» **ENTRIES**

● ● ● ● ●

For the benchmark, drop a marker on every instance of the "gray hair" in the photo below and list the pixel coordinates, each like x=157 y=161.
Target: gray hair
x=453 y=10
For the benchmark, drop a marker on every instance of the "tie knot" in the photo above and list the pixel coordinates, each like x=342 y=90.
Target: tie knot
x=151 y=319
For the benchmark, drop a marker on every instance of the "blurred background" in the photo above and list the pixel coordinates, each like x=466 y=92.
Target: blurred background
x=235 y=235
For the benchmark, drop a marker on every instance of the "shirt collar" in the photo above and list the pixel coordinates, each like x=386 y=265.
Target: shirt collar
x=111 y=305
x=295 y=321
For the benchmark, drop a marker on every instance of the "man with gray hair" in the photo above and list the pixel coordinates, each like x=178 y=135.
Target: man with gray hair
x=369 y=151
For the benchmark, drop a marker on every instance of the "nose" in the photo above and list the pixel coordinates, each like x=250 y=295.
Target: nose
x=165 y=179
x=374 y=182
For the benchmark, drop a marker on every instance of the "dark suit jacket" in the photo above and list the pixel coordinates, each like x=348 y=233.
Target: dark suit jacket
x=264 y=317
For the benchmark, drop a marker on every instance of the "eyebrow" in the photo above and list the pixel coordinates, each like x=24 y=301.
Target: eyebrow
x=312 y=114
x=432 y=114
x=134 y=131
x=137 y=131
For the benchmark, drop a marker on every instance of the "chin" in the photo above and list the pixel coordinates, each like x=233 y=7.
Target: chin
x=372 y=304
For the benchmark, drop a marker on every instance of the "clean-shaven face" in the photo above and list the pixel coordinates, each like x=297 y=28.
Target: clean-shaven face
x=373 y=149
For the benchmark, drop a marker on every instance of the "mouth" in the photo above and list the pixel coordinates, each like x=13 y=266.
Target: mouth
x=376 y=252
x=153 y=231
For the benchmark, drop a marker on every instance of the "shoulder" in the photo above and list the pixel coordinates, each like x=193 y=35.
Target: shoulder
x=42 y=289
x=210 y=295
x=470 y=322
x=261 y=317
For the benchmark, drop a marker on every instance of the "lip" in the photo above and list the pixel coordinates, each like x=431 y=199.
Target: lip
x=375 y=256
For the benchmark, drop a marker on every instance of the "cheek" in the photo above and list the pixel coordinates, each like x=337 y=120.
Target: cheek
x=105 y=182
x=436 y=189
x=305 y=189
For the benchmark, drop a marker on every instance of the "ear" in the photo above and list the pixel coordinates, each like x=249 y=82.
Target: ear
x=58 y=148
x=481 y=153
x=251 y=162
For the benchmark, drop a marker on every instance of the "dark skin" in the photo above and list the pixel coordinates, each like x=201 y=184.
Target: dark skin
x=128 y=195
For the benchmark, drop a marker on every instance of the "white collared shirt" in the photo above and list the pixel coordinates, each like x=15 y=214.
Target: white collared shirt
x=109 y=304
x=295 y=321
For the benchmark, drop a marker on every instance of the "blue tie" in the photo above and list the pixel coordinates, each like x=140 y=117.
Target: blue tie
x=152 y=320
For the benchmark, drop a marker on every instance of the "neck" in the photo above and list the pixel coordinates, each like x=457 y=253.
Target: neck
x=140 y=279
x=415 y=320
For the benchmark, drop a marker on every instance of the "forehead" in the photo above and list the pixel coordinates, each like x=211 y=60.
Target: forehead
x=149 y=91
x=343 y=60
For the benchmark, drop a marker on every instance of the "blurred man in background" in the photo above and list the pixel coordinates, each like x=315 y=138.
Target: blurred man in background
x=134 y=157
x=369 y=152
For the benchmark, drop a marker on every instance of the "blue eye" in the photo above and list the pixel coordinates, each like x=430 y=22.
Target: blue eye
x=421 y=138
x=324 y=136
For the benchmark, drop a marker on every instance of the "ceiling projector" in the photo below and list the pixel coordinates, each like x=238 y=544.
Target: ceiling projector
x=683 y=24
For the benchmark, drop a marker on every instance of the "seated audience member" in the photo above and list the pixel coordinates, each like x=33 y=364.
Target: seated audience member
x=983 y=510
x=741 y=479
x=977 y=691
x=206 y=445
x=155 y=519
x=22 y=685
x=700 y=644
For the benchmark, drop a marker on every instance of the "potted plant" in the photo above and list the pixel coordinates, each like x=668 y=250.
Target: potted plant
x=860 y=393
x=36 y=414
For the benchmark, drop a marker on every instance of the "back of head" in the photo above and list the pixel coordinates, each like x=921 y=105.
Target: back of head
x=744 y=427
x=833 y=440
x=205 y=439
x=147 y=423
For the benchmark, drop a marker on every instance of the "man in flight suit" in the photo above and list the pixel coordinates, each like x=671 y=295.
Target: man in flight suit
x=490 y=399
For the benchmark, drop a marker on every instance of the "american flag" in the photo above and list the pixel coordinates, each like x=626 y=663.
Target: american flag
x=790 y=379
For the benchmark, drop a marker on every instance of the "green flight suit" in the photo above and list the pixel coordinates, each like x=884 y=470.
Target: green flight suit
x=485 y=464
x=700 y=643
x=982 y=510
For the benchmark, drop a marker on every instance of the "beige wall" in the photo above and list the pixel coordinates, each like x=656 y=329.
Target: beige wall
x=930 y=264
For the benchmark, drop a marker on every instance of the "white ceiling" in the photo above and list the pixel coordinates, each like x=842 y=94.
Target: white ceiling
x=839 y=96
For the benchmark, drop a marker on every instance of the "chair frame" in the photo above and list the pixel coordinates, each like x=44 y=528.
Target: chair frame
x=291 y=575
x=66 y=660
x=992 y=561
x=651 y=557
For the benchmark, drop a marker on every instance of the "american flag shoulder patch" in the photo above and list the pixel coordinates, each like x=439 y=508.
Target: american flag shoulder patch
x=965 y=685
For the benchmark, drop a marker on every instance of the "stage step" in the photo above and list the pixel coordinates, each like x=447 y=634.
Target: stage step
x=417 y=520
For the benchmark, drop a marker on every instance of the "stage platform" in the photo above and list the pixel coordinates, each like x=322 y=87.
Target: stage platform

● ● ● ● ●

Quote all of the entries exactly as they appear.

» **EXERCISE OUTPUT**
For the benchmark, drop a marker on every instance of the "gray hair" in the photo below and list the pixel coordinates, each like x=157 y=161.
Target: gray hair
x=453 y=10
For the benchmark, drop a marker on every instance of the "tie knot" in the photo above and list the pixel coordinates, each like x=342 y=90.
Target: tie knot
x=151 y=319
For the benchmark, drop a marker on every instance of the "blurred background" in the photo above and list the pixel coordinates, each like x=466 y=92.
Target: blurred background
x=235 y=235
For the benchmark, drop a marker on every instance of the "shirt collar" in the photo above and list the pixel coordinates, each like x=386 y=265.
Target: shirt collar
x=111 y=305
x=295 y=321
For the benchmark, drop a marker on every instance of the "man with gray hair" in the photo above and list the pixel coordinates, each like x=178 y=135.
Target: man with gray hair
x=369 y=151
For the benchmark, drop a marker on every instance of the "nose" in the photo above and list the pixel coordinates, each like x=250 y=295.
Target: nose
x=165 y=179
x=374 y=182
For the benchmark, drop a marker on every instance of the "dark suit jacket" in the photo above and list the pixel coordinates, each like x=348 y=233.
Target: dark suit jacket
x=264 y=317
For the benchmark, drop a marker on every instance of the "eyebrow" in the photo above and list the pixel coordinates, each like x=24 y=301.
Target: eyebrow
x=312 y=114
x=432 y=114
x=134 y=131
x=137 y=131
For the benchmark, drop a marker on every instance of the "chin" in the photo above and list the pixel coordinates, each like x=233 y=7.
Target: chin
x=372 y=304
For the benchmark, drop a marker on every instance of the "clean-shaven face" in the photo above and list the pixel coordinates, each like x=297 y=28.
Target: clean-shaven face
x=373 y=149
For the benchmark, drop a marker on every instance of the "mouth" in the photo above and list the pixel coordinates, each like x=13 y=266.
Target: mouth
x=376 y=252
x=153 y=231
For the benchmark, drop a marker on every instance of the "shoulder" in the photo above and list the pixel coordinates, each like x=193 y=35.
Target: shoulder
x=42 y=289
x=210 y=295
x=470 y=322
x=261 y=317
For the benchmark, drop a marker on every instance of the "lip" in the photo above and list the pixel coordinates, each like x=431 y=199.
Target: lip
x=375 y=256
For the benchmark, drop a marker on every instance of the "cheek" in the photo above and list the pixel coordinates, each like x=337 y=120.
Target: cheek
x=105 y=182
x=436 y=189
x=305 y=189
For the benchmark, drop a marker on every instance of the "ear" in the photo above and list the pixel coordinates, each like x=249 y=82.
Target: ear
x=58 y=148
x=481 y=153
x=251 y=162
For the benchmark, drop a marker on every instance of the "dark skin" in the photo above and list the pixel coordinates, each like x=201 y=184.
Target: dark skin
x=128 y=195
For the benchmark, drop a marker on every instance of the "white collared shirt" in the photo above and list the pixel coordinates, each like x=15 y=214.
Target: white collared shirt
x=109 y=304
x=295 y=321
For the benchmark, drop a marker on every instance of the "blue tie" in the photo above and list the pixel coordinates, each like x=140 y=117.
Target: blue tie
x=152 y=320
For the benchmark, drop a marker on every instance of the "neck" in the photo above and list the pixel coordinates, each like x=457 y=253.
Target: neck
x=140 y=279
x=415 y=320
For the benchmark, drop a marker on every instance of the "forehead" in the photo above and list the pixel coordinates, each like x=211 y=60.
Target: forehead
x=149 y=91
x=343 y=60
For the benchmark, drop a marker on every instance of the "blurred man in background" in the photo above and list the pixel coordinates, each like x=315 y=138.
Target: blurred man in background
x=134 y=157
x=369 y=152
For the benchmark, drop a marker on every instance of the "blue eye" in the photo above and list the pixel coordinates, each like x=430 y=22.
Target: blue eye
x=421 y=138
x=324 y=136
For the benchmark, drop a marker on every instance of the "ceiling projector" in the photo below and list the pixel coordinates, each like x=238 y=544.
Target: ceiling projector
x=683 y=24
For the benchmark, drop a marker on every instance of the "seated audience member" in the photo above and list the pixel coordinates, each like x=33 y=364.
Target: seated audience member
x=983 y=510
x=741 y=479
x=977 y=691
x=206 y=445
x=155 y=519
x=22 y=685
x=700 y=644
For the benchmark, drop a marker on every instance of the "potted plant" in the photo above and list the pixel coordinates, each like x=668 y=250.
Target: potted plant
x=860 y=393
x=36 y=414
For the benchmark, drop a marker on every instance of the "back of head" in the photo above and list the pixel coordinates, each like x=921 y=105.
Target: back of head
x=744 y=427
x=833 y=440
x=205 y=439
x=147 y=423
For the benchmark, drop a marker on every instance of the "man in flight suit" in the photo above and list the pixel coordinates, each like x=671 y=295.
Target: man in flight suit
x=490 y=399
For the benchmark, drop a marker on every instance of the "american flag" in the photo above and list the pixel coordinates, each like x=626 y=663.
Target: american flag
x=790 y=379
For the benchmark, drop a marker on every instance of the "green flight suit" in the photo above and list the pixel coordinates, each like x=884 y=470.
Target: green flight suit
x=485 y=464
x=700 y=643
x=982 y=510
For the benchmark, drop a marker on every instance of the "beige wall" in the photo above and list the pixel coordinates, each like x=656 y=329.
Target: beige wall
x=930 y=264
For the benchmark, drop a marker on every instance of the "white ceiling" in the photo above and list the pixel coordinates, each like x=842 y=94.
Target: white ceiling
x=839 y=96
For the benchmark, drop a marker on every instance of the "chair frame" in the photo above and list the pixel coordinates, each like x=44 y=528.
Target: chair frame
x=291 y=575
x=66 y=660
x=992 y=561
x=651 y=557
For the benchmark, drop a marker on every instance of the "american flag shoulder patch" in the photo above and list the pixel coordinates, each like x=439 y=508.
Target: american flag shoulder patch
x=965 y=685
For the benchmark, drop a marker on every instance of the "stage step" in the photo above and list the pixel coordinates, each like x=447 y=634.
Target: stage step
x=417 y=520
For the benchmark, drop a marker on every instance of the "stage platform" in the photo above and list the pixel coordinates, each like x=322 y=87.
Target: stage platform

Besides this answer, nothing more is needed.